- **Exercise inputs**:
* * * * *
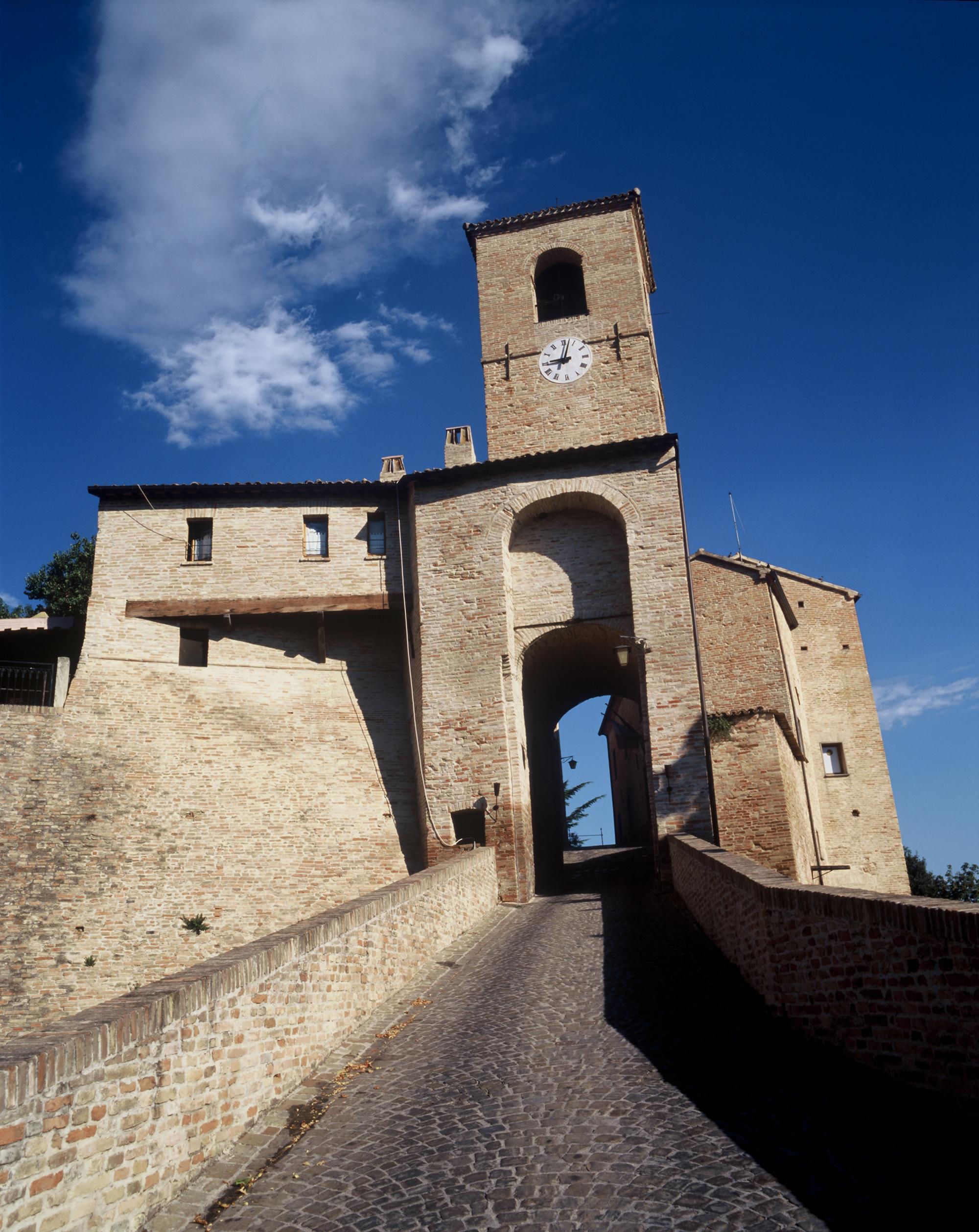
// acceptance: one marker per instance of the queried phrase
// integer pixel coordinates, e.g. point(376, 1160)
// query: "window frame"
point(191, 553)
point(190, 636)
point(548, 261)
point(383, 521)
point(309, 521)
point(840, 758)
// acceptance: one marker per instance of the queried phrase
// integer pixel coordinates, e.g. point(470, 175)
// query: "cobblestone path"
point(595, 1064)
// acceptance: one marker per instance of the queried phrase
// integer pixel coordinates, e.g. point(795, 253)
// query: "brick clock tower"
point(557, 569)
point(568, 353)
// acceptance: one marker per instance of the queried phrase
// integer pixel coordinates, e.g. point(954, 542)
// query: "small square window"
point(194, 647)
point(833, 759)
point(377, 535)
point(200, 534)
point(317, 536)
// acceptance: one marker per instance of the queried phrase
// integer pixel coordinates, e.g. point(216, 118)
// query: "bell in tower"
point(568, 352)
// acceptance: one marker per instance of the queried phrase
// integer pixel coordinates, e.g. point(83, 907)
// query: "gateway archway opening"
point(563, 668)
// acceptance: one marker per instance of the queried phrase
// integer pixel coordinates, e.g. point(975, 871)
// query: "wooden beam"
point(228, 608)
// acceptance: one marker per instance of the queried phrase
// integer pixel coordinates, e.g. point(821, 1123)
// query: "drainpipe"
point(798, 737)
point(711, 796)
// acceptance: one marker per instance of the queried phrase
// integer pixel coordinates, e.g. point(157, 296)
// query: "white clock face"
point(564, 360)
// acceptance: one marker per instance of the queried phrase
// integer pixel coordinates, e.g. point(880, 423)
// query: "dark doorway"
point(562, 669)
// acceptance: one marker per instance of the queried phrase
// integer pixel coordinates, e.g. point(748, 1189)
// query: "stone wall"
point(858, 808)
point(782, 656)
point(104, 1119)
point(894, 981)
point(256, 791)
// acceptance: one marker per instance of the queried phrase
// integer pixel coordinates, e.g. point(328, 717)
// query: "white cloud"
point(418, 319)
point(426, 206)
point(899, 701)
point(245, 152)
point(301, 226)
point(265, 376)
point(488, 66)
point(369, 348)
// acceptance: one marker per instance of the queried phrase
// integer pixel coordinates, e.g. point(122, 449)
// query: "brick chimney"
point(460, 447)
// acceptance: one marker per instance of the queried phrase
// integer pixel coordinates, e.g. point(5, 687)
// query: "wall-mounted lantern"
point(622, 650)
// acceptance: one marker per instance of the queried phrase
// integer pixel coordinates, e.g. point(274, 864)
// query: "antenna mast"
point(734, 519)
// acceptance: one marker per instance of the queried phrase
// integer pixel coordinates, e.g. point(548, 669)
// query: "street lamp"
point(622, 650)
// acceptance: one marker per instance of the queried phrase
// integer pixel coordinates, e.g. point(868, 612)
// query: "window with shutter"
point(317, 536)
point(377, 541)
point(200, 531)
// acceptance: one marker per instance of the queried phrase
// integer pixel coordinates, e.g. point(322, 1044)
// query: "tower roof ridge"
point(629, 200)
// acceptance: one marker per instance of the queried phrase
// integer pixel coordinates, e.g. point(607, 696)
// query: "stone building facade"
point(294, 693)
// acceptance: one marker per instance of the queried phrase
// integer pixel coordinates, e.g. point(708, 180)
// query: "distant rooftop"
point(40, 624)
point(749, 562)
point(311, 488)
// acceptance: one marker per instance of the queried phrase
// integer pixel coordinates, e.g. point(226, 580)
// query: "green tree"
point(962, 885)
point(579, 812)
point(66, 582)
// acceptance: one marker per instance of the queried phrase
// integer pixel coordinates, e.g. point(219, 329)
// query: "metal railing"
point(26, 684)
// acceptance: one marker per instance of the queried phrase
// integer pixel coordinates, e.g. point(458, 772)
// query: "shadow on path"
point(856, 1149)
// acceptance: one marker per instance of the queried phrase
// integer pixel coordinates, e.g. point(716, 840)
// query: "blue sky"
point(274, 189)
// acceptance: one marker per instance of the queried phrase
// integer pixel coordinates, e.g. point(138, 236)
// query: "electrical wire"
point(412, 687)
point(168, 538)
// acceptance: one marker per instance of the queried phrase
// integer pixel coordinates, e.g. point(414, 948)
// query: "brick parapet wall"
point(891, 980)
point(109, 1114)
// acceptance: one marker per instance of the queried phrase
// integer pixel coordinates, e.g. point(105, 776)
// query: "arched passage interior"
point(560, 669)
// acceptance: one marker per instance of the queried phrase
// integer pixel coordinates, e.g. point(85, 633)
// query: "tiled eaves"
point(555, 457)
point(199, 491)
point(376, 487)
point(32, 1064)
point(944, 920)
point(631, 200)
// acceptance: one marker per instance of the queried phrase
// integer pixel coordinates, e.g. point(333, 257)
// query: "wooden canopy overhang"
point(163, 609)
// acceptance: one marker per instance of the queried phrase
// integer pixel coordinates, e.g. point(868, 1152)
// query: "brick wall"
point(775, 801)
point(858, 808)
point(258, 790)
point(761, 810)
point(490, 565)
point(620, 397)
point(894, 981)
point(109, 1115)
* * * * *
- **Exercise description**:
Leaving the images out, return every record exactly.

- **Solution**:
// acceptance: one marker per instance of the queried phrase
// integer pixel coordinates, e.g. point(376, 1160)
// query: "window frame"
point(191, 553)
point(190, 636)
point(548, 261)
point(383, 521)
point(309, 521)
point(840, 758)
// acceptance: one marker per instance of the queried phrase
// integer pixel coordinates, e.g. point(470, 175)
// query: "cobblestone path"
point(595, 1064)
// acceptance: one marker per instance of the queried phrase
// integer pixel coordinates, e.g. point(795, 253)
// query: "brick clock tower"
point(557, 569)
point(568, 353)
// acceptance: one marker per instance of the queried phrase
// integer pixel coordinates, e.g. point(954, 542)
// query: "small square window"
point(194, 647)
point(833, 759)
point(377, 535)
point(200, 534)
point(317, 536)
// acceptance: one marker per instance of the queried phrase
// integer pixel coordinates, e.g. point(216, 118)
// query: "bell in tower"
point(568, 352)
// acceptance: one marker per instance of the queried phrase
// integer pixel coordinates, e.g. point(83, 907)
// query: "gateway archway opening"
point(563, 668)
// acceptance: one marker per instance of the queried phrase
// integer pixel coordinates, e.g. point(975, 871)
// query: "wooden beam"
point(228, 608)
// acceptance: one marker per instance of the queried phrase
// integer pixel coordinates, e.g. point(821, 1123)
// query: "drainpipe"
point(798, 737)
point(711, 796)
// acceptance: one marker per instance of the queried phrase
// integer pixel coordinates, e.g. point(157, 296)
// query: "white clock face"
point(564, 360)
// acceptance: one marker per instance of the queried phrase
// integer pixel coordinates, e.g. point(880, 423)
// query: "dark doorway"
point(562, 669)
// acceptance: one marker per instance of the queried phrase
// integer pixel coordinates, e.g. point(748, 1189)
// query: "stone wall"
point(858, 808)
point(782, 656)
point(104, 1119)
point(894, 981)
point(256, 791)
// acceptance: one marker per instance of the queried phrase
// integer pixel coordinates, e.g. point(328, 717)
// query: "white cloud"
point(418, 319)
point(426, 206)
point(899, 701)
point(245, 152)
point(301, 226)
point(265, 376)
point(488, 66)
point(369, 348)
// acceptance: one marker per instance of the queried phrase
// integer pixel coordinates, e.g. point(122, 449)
// query: "brick chimney"
point(460, 447)
// acceptance: one marker per instance of the queried phrase
// integer pixel coordinates, e.g. point(5, 687)
// query: "wall-mounted lantern"
point(622, 650)
// acceptance: one marker per instance of the queried phrase
// integer pixel coordinates, e.g. point(274, 864)
// query: "antenna mast"
point(734, 519)
// acceptance: one marker per instance of the queried phrase
// integer pixel coordinates, e.g. point(548, 669)
// query: "street lamp"
point(622, 650)
// acceptance: one marker per instance of the queried phrase
// integer pixel coordinates, e.g. point(868, 612)
// query: "window with shutter"
point(317, 536)
point(377, 541)
point(200, 531)
// acceptance: one marker per instance of the queried phrase
// integer pixel coordinates, e.g. point(322, 1044)
// query: "tower roof ridge"
point(629, 200)
// acceptance: one marker per instance of the queried phrase
// integer pixel coordinates, e.g. point(607, 696)
// query: "stone building facade"
point(294, 693)
// acceptance: one marker per instance of the queried phrase
// integer pixel coordinates, e.g. point(708, 180)
// query: "distant rooftop"
point(40, 624)
point(749, 562)
point(311, 488)
// acceptance: one marker per instance of the queried phrase
// integer pixel coordinates, e.g. point(226, 580)
// query: "green tree"
point(962, 885)
point(579, 812)
point(66, 582)
// acceptance: one marker per instance of the queried phrase
// integer pixel coordinates, e.g. point(219, 329)
// query: "metal railing"
point(26, 684)
// acceptance: one marker per instance of the queried phrase
// integer pixel coordinates, e.g. point(458, 772)
// query: "shadow on path"
point(856, 1149)
// acceptance: one marker per instance of the queried phrase
// integer pixel coordinates, e.g. point(716, 840)
// query: "blue sky"
point(274, 189)
// acceptance: one marker per instance of the queried phrase
// integer pixel coordinates, e.g. point(138, 236)
// query: "electrical wire"
point(412, 687)
point(168, 538)
// acceptance: one marker per instance of the queried phrase
// integer pixel coordinates, e.g. point(414, 948)
// query: "brick parapet wall"
point(891, 980)
point(109, 1114)
// acceptance: one marker per instance of the queried phrase
// integer pixel coordinates, e.g. point(105, 776)
// query: "arched passage interior"
point(560, 669)
// acceptance: one marker per instance of the queried phrase
// integer pixel coordinates, e.g. point(85, 633)
// query: "tiled eaves"
point(555, 457)
point(199, 491)
point(376, 487)
point(32, 1064)
point(944, 920)
point(631, 200)
// acceptance: one marker per instance of the queried phrase
// integer pixel coordinates, e.g. point(333, 257)
// query: "wooden canopy overhang"
point(163, 609)
// acceptance: one marker per instance of the queried phrase
// integer pixel coordinates, e.g. point(868, 1152)
// query: "brick wall"
point(775, 801)
point(858, 808)
point(258, 790)
point(761, 810)
point(490, 565)
point(620, 397)
point(894, 981)
point(109, 1115)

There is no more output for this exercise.